L’invitation au voyage de Jehro
L’été commencera un peu en avance cette année. Exactement, à la seconde où vous découvrirez l’album de Jehro. Un cocktail réussi de torpeur caribéenne et de mélancolie capverdienne. Insatiable rêveur, Jérôme Cotta insuffle un peu de paix dans ce monde de brutes.
Luxe, calme et les nu-pieds
L’été commencera un peu en avance cette année. Exactement, à la seconde où vous découvrirez l’album de Jehro. Un cocktail réussi de torpeur caribéenne et de mélancolie capverdienne. Insatiable rêveur, Jérôme Cotta insuffle un peu de paix dans ce monde de brutes.
Les références se bousculent : Keziah Jones, Patrice, Ben Harper, Bob Marley ou encore Cesaria Evora.. Pour le style pareil, on hésite entre morna, reggae, calypso, funk, soul. A la réflexion on prend tout pour n’en garder que l’essentiel : le soleil, la paix, la douceur, le farniente. Tout en acoustique, Jehro, de son vrai nom Jérôme Cotta, propose "un fantasme poétique." Grâce à la musique, un voyage imaginaire dans tous les pays qu’il n’a pu visiter. Une sorte d’évasion après un coup du sort.
────
▶ _CONSIGNES_
(a) D'après l'article sur l'album de Jehro, quel est le vrai nom de ce musicien ?
(b) Modifiez l'article sur l'album de Jehro en recopiant tout le passage allant de « Les références se » jusqu'à « coup du sort. », avec « reggae » remplacé par « jazz ».
(c) Prolongez l'article sur l'album de Jehro en reprenant juste après sa dernière phrase.
Les enregistrements qui suivent forment un matériau distinct de ce texte.
────
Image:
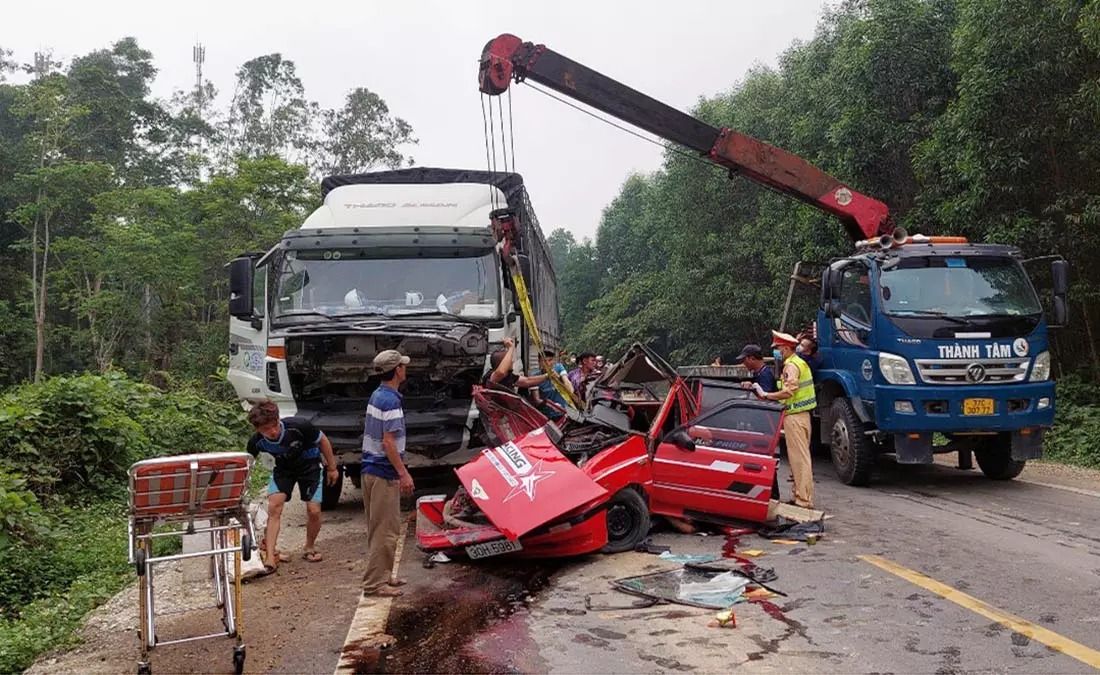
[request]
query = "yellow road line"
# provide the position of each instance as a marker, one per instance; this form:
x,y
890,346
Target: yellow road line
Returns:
x,y
369,624
1051,639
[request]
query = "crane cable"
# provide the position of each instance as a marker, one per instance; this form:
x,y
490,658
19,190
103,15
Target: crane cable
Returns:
x,y
518,284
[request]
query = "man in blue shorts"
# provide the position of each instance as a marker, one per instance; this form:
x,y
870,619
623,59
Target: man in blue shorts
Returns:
x,y
298,449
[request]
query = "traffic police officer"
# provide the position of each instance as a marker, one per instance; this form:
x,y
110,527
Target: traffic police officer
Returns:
x,y
796,390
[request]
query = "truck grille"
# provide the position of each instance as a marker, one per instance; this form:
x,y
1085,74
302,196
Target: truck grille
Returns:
x,y
971,372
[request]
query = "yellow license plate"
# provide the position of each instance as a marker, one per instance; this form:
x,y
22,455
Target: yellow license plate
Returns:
x,y
977,406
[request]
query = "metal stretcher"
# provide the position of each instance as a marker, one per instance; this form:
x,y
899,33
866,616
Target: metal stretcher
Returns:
x,y
201,494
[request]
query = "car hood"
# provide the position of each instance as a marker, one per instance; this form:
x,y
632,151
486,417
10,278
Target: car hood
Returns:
x,y
527,483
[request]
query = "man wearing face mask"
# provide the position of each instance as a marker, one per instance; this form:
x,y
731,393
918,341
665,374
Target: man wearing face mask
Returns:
x,y
751,356
798,393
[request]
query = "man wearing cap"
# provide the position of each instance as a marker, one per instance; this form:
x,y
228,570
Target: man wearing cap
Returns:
x,y
751,356
385,477
798,393
579,377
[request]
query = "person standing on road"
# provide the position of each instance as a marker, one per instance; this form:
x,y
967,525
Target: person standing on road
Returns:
x,y
298,449
798,391
385,476
501,374
580,376
751,356
547,391
807,350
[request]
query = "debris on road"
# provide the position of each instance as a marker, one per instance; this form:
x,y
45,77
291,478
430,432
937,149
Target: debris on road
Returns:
x,y
724,619
784,529
682,557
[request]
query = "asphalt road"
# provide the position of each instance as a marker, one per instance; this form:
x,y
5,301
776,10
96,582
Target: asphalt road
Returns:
x,y
1026,551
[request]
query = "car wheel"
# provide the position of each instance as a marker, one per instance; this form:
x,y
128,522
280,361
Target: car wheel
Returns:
x,y
627,521
330,494
853,453
994,460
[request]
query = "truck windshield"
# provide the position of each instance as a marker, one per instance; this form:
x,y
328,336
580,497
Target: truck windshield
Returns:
x,y
965,286
334,283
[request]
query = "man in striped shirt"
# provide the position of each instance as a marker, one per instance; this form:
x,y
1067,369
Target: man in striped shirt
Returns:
x,y
385,477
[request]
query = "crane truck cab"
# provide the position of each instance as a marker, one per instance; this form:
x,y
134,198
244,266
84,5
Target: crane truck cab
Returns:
x,y
403,259
932,345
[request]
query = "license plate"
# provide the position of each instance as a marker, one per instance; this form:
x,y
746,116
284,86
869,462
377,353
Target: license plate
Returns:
x,y
977,406
493,548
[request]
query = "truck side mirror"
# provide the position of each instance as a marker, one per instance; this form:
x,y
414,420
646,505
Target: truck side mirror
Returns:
x,y
240,288
1059,274
834,277
1060,311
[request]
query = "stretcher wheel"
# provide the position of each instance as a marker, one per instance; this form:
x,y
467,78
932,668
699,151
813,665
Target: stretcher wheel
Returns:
x,y
140,567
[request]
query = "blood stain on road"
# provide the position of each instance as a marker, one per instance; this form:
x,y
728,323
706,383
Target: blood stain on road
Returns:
x,y
435,630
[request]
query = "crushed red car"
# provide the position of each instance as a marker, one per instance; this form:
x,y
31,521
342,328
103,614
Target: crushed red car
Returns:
x,y
649,443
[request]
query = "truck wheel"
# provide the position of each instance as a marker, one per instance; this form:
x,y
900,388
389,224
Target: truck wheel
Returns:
x,y
997,463
627,521
330,494
853,453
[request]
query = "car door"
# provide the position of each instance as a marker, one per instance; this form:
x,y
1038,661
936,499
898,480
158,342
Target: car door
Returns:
x,y
506,416
719,466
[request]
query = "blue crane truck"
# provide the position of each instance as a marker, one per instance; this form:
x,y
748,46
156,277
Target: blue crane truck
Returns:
x,y
928,344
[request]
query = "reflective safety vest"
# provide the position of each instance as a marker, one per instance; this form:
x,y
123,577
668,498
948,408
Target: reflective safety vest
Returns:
x,y
804,399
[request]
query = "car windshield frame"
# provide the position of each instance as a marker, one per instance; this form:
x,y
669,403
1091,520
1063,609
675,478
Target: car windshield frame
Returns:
x,y
932,295
316,284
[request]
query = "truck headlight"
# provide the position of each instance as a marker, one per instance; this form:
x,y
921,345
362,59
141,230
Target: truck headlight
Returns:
x,y
895,369
1041,371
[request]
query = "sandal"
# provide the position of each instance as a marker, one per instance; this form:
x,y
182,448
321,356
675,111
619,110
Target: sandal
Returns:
x,y
283,557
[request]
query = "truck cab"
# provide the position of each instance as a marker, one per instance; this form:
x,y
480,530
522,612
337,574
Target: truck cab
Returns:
x,y
397,259
931,346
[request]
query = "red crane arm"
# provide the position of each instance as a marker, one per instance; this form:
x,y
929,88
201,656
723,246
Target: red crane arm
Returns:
x,y
508,58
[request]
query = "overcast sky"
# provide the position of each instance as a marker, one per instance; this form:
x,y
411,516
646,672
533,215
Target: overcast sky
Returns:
x,y
421,58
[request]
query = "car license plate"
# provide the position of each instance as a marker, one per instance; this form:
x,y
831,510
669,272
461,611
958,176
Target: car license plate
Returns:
x,y
977,406
493,548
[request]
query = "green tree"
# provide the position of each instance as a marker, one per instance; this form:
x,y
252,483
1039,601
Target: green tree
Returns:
x,y
268,114
362,135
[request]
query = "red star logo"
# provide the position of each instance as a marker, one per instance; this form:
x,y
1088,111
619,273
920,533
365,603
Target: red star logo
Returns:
x,y
528,483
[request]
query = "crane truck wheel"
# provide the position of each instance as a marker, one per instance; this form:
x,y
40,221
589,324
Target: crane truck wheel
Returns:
x,y
997,463
851,451
330,494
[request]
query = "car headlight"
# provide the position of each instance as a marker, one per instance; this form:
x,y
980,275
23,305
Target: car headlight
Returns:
x,y
1041,371
895,369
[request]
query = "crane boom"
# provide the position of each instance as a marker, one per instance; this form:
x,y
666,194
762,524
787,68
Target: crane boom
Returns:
x,y
507,58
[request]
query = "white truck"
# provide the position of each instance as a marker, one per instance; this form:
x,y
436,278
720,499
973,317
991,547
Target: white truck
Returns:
x,y
403,259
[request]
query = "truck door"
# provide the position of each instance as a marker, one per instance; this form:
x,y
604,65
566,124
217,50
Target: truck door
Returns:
x,y
718,466
851,327
248,330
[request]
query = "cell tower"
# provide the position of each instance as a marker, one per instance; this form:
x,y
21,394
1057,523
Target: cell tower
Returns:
x,y
41,64
198,55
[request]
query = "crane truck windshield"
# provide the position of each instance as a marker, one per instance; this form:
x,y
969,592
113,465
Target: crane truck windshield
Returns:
x,y
351,283
957,287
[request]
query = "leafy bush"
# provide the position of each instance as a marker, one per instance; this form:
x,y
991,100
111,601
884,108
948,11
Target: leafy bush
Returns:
x,y
1076,435
68,442
74,435
47,589
21,517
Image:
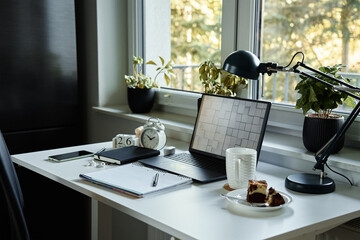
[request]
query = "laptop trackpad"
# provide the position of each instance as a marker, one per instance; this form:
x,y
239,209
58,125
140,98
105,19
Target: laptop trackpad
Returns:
x,y
196,173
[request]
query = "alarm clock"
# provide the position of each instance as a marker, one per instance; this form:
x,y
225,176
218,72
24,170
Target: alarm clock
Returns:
x,y
153,135
125,140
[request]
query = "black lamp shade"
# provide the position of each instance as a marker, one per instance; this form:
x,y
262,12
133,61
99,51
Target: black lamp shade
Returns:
x,y
243,64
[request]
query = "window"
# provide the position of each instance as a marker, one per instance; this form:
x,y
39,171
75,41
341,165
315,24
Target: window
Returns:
x,y
326,31
188,32
195,37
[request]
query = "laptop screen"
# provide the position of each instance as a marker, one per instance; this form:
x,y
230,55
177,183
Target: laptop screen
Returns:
x,y
225,122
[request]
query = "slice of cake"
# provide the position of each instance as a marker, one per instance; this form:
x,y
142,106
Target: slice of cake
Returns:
x,y
257,191
274,198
────
▶ _RÉSULTATS ATTENDUS_
(a) Jérôme Cotta.

(b)
Les références se bousculent : Keziah Jones, Patrice, Ben Harper, Bob Marley ou encore Cesaria Evora.. Pour le style pareil, on hésite entre morna, jazz, calypso, funk, soul. A la réflexion on prend tout pour n’en garder que l’essentiel : le soleil, la paix, la douceur, le farniente. Tout en acoustique, Jehro, de son vrai nom Jérôme Cotta, propose "un fantasme poétique." Grâce à la musique, un voyage imaginaire dans tous les pays qu’il n’a pu visiter. Une sorte d’évasion après un coup du sort.

(c)
En 2002, le chanteur venait d’enregistré son deuxième album pour EMI. Tout était prêt. Un mois avant sa sortie, sonne l’heure des restructurations dans les maisons de disques. Coût, dépense, retour sur investissement, la logique comptable prend le pied sur l’artistique. Brutalement on lui rend son contrat : "J’étais surpris par le côté absurde de la chose, investir autant d’argent, 150000 euros, pour un projet et ça part en fumée comme ça, je trouve que c’est du gâchis. Je suis rentré ensuite dans une période très contemplative. Je n’avais pas forcément envie de refaire de la musique d’une façon intensive."
D’autant que le jeune auteur compositeur avait déjà été échaudé par l’expérience de son premier album L’arbre et le fruit. Dans la ligné de son père, le chanteur Rive Gauche, il se lance dans la chanson française, certain d’apporter, avec sa voix très soul, une nouvelle saveur au genre: "Je n’avais aucune expérience du milieu, qui est quand même assez particulier (rires). Je me suis retrouvé avec un album plus formaté que ce que je voulais. Je ne me sentais pas habité par le travail que j’avais fait. J’avais du mal à l’assumer, c’était un style dans lequel je ne me sentais pas à ma place. Ça reste un souvenir assez douloureux."
L’éducation dans les squats
Un signe qui ne trompe pas, le Marseillais parle à profusion de "projet" pour cet album. Comme si Jehro était un double permettant d’occulter les difficultés rencontrées à ses débuts. D’ailleurs le style a complètement changé. Il a abandonné la chanson française pour revenir à ce métissage rencontré à 21 ans en Angleterre.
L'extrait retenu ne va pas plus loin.